- EXCERPTED RECORDS:
■ ■ ■

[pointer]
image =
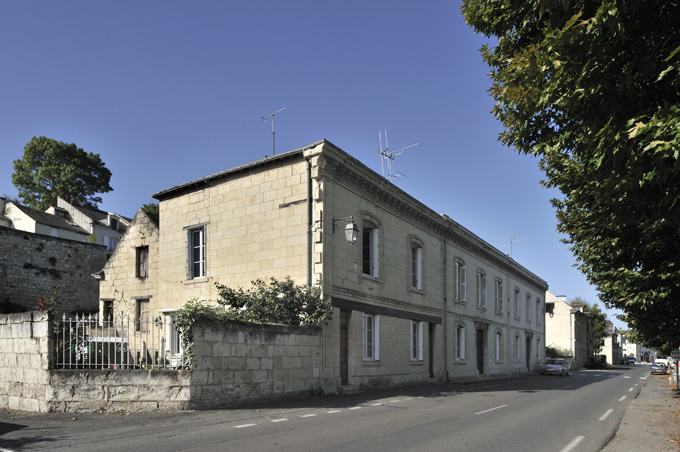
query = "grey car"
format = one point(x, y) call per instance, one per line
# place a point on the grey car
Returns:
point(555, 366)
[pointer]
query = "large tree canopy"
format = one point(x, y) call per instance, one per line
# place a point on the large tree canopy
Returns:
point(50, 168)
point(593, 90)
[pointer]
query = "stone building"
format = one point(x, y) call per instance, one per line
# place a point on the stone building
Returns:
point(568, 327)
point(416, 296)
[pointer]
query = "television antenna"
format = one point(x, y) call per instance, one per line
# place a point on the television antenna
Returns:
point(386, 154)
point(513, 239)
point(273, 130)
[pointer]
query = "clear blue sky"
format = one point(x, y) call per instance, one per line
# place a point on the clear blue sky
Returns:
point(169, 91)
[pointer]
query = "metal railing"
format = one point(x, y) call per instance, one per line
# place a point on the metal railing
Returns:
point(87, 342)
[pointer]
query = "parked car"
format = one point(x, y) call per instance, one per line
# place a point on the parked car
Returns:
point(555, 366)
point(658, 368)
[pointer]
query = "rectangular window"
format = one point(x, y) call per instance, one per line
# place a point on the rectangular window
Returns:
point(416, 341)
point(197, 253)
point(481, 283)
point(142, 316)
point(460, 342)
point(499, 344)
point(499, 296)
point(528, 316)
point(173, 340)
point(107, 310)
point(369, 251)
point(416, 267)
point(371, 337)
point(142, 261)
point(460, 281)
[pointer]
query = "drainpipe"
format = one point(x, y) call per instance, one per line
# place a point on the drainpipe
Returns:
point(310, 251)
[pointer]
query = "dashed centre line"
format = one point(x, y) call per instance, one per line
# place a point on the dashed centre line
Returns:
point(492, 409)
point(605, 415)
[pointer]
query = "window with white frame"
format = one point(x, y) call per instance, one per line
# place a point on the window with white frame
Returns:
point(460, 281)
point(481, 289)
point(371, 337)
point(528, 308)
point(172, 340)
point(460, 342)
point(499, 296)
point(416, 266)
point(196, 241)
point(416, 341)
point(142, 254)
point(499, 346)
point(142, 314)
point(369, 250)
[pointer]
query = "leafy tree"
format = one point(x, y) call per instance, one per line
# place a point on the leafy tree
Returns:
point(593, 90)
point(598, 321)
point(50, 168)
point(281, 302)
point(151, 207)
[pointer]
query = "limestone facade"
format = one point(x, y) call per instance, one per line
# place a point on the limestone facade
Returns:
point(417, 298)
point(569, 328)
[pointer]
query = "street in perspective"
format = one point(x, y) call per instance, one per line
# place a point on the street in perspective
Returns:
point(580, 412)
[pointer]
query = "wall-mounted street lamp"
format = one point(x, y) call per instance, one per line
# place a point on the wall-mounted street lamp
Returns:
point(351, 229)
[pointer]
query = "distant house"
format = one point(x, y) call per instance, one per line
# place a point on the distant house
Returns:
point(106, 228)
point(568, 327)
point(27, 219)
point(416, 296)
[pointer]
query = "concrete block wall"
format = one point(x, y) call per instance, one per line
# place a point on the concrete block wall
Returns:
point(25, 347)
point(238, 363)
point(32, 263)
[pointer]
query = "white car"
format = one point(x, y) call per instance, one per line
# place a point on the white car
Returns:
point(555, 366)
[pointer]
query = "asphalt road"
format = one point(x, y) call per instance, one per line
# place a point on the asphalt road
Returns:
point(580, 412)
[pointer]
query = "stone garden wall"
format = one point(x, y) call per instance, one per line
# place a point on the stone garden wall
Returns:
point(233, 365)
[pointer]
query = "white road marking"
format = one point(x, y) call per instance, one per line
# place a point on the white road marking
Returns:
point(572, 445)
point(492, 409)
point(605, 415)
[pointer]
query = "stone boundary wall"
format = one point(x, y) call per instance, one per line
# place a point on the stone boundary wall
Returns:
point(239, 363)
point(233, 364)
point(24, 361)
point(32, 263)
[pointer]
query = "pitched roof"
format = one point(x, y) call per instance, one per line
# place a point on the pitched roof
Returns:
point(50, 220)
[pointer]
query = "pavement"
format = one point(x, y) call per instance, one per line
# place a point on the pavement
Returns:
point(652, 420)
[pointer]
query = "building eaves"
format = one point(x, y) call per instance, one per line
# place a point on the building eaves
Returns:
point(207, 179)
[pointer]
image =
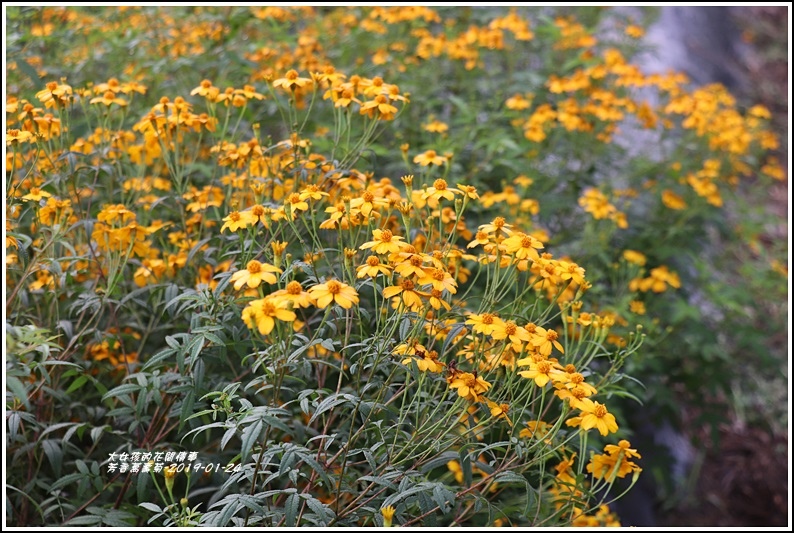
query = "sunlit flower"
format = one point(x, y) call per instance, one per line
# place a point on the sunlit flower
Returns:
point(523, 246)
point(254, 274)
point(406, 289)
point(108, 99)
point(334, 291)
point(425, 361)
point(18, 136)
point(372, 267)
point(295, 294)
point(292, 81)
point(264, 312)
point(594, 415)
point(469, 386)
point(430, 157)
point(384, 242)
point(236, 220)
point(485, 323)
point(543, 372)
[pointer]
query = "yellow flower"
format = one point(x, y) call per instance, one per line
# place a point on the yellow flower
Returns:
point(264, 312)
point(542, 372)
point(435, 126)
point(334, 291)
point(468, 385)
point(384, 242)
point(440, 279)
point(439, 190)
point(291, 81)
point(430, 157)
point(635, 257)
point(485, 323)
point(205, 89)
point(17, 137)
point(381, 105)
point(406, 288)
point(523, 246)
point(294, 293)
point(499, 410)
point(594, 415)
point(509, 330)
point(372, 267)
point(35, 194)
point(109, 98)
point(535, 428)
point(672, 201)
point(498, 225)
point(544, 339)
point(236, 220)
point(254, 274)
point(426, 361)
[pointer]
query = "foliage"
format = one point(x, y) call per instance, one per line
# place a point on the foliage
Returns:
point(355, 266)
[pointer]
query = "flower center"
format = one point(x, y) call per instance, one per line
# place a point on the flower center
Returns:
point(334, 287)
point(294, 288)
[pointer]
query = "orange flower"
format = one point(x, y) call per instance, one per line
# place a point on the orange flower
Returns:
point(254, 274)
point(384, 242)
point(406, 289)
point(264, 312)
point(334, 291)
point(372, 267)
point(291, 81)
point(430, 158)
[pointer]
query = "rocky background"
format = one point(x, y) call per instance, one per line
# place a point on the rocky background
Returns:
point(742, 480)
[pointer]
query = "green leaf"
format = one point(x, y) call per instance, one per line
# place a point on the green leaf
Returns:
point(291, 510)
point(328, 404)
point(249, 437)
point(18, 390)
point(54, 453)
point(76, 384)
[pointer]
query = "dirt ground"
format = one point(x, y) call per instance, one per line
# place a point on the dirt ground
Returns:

■ ■ ■

- PROBLEM REQUIREMENTS: Each line in the records above should be reproduced exactly; images are not copied.

- WRITTEN REPLY:
[pointer]
image =
query = "grey car"
format = one point(x, y) call per instance, one per line
# place a point on the grey car
Returns:
point(555, 366)
[pointer]
query = "large tree canopy"
format = one point(x, y) call per instance, one per line
# place a point on the large tree canopy
Returns:
point(50, 168)
point(593, 90)
[pointer]
query = "stone building"
format = one point(x, y) call per instance, one per line
# place a point on the stone building
Returns:
point(568, 327)
point(416, 296)
[pointer]
query = "television antenna"
format = one point(x, y) call per instance, one per line
# place a point on the television antenna
Returns:
point(386, 154)
point(513, 239)
point(273, 130)
[pointer]
query = "clear blue sky"
format = one point(x, y) call per instance, one per line
# place a point on the clear blue sky
Returns:
point(169, 91)
[pointer]
query = "metal railing"
format = one point(x, y) call per instance, one per line
# place a point on the metal railing
Returns:
point(87, 342)
[pointer]
query = "parked car"
format = one point(x, y) call per instance, one per line
# place a point on the parked car
Returns:
point(555, 366)
point(658, 368)
[pointer]
query = "rectangular window"
format = one point(x, y) call per instance, one per line
# place a point on the rectangular window
Returns:
point(416, 341)
point(197, 253)
point(481, 283)
point(142, 316)
point(460, 342)
point(499, 344)
point(499, 296)
point(528, 316)
point(173, 340)
point(107, 310)
point(369, 251)
point(416, 267)
point(371, 337)
point(142, 261)
point(460, 281)
[pointer]
query = "drainpipe"
format = one point(x, y) call per instance, one per line
# place a point on the drainpipe
Returns:
point(310, 251)
[pointer]
query = "dashed centre line"
format = one point(x, y) call per instance, one per line
# place a point on the dashed centre line
Returns:
point(492, 409)
point(605, 415)
[pointer]
query = "window with white frame"
format = one point(x, y) call per instance, one per line
# place a point on the window with white frame
Returns:
point(460, 281)
point(481, 289)
point(371, 337)
point(528, 308)
point(172, 340)
point(460, 342)
point(499, 296)
point(416, 266)
point(196, 241)
point(416, 341)
point(142, 254)
point(499, 346)
point(142, 314)
point(369, 250)
[pointer]
query = "leafy tree"
format = one point(x, y) call per instance, one per line
# place a point on the leafy tree
Returns:
point(593, 90)
point(598, 321)
point(50, 168)
point(281, 302)
point(151, 207)
[pointer]
query = "limestone facade"
format = one point(x, y) call per instance, one per line
# place a point on the limestone facade
Returns:
point(417, 298)
point(569, 328)
[pointer]
query = "street in perspective"
format = one point(x, y) call per instance, one per line
# place a point on the street in perspective
Returns:
point(580, 412)
[pointer]
query = "wall-mounted street lamp"
format = one point(x, y) call per instance, one per line
# place a point on the wall-mounted street lamp
Returns:
point(351, 229)
[pointer]
query = "distant house"
format = one point(x, y) call per instance, one per line
# place a point on the distant house
Returns:
point(106, 228)
point(568, 327)
point(27, 219)
point(416, 296)
[pointer]
query = "concrete block wall"
format = one point(x, y) call per instance, one per line
# place a point on the concrete block wall
Returns:
point(25, 347)
point(238, 363)
point(32, 263)
[pointer]
query = "white car"
format = one point(x, y) call per instance, one per line
# place a point on the white car
Returns:
point(555, 366)
[pointer]
query = "asphalt road"
format = one point(x, y) call per instance, one per line
# place a point on the asphalt road
Returns:
point(580, 412)
[pointer]
query = "stone garden wall"
format = one point(x, y) call per instance, one per line
# place a point on the stone garden wall
Returns:
point(233, 365)
[pointer]
query = "white road marking"
format = one point(x, y) call per instance, one per line
# place a point on the white road marking
Returns:
point(572, 445)
point(492, 409)
point(605, 415)
[pointer]
query = "stone boundary wall"
format = one point(x, y) call per instance, one per line
# place a point on the stone boundary wall
Returns:
point(239, 363)
point(233, 364)
point(24, 361)
point(32, 263)
[pointer]
query = "pitched roof"
format = one point(x, y) call per instance, one per line
# place a point on the pitched roof
Returns:
point(50, 220)
[pointer]
query = "pavement"
format = one point(x, y) call per instance, one per line
# place a point on the pavement
Returns:
point(652, 420)
[pointer]
query = "building eaves"
format = one point(x, y) call per instance, one per line
# place a point on the building eaves
Returns:
point(207, 179)
[pointer]
image =
query = "sunlit flower"
format = one point(x, y) call per instance, one per line
# place a point on the sunlit flower
Returns:
point(523, 246)
point(254, 274)
point(406, 289)
point(108, 99)
point(334, 291)
point(425, 361)
point(18, 136)
point(372, 267)
point(295, 294)
point(292, 81)
point(264, 312)
point(594, 415)
point(469, 386)
point(430, 157)
point(384, 242)
point(236, 220)
point(485, 323)
point(543, 372)
[pointer]
query = "yellow flower"
format = one point(x, y) call per instance, one per line
# place a point on the yellow flower
Returns:
point(264, 312)
point(542, 372)
point(435, 126)
point(334, 291)
point(468, 385)
point(384, 242)
point(440, 279)
point(439, 190)
point(291, 81)
point(430, 157)
point(635, 257)
point(485, 323)
point(205, 89)
point(17, 137)
point(381, 105)
point(406, 288)
point(523, 246)
point(294, 293)
point(499, 410)
point(594, 415)
point(509, 330)
point(372, 267)
point(35, 194)
point(109, 98)
point(535, 428)
point(672, 201)
point(498, 225)
point(544, 339)
point(236, 220)
point(254, 274)
point(426, 361)
[pointer]
query = "foliage"
format = one point(x, y) call per instance, one per line
# place a point on the foliage
Returns:
point(355, 266)
[pointer]
query = "flower center"
format = one point(x, y) call per instance, one per line
# place a point on the flower center
Returns:
point(334, 287)
point(294, 288)
[pointer]
query = "orange flower"
format = one point(x, y) call per instance, one per line
# place a point on the orange flower
Returns:
point(254, 274)
point(384, 242)
point(406, 289)
point(264, 312)
point(334, 291)
point(372, 267)
point(291, 81)
point(430, 158)
[pointer]
query = "rocky background"
format = one point(x, y) call per instance, one per line
# place a point on the rocky background
Returns:
point(742, 480)
[pointer]
query = "green leaf"
format = one point(x, y) call per instance, one per line
# place a point on the green leaf
Returns:
point(291, 510)
point(328, 404)
point(249, 437)
point(18, 390)
point(54, 453)
point(76, 384)
[pointer]
query = "dirt ground"
format = one point(x, y) call per instance, one per line
# place a point on the dirt ground
Returns:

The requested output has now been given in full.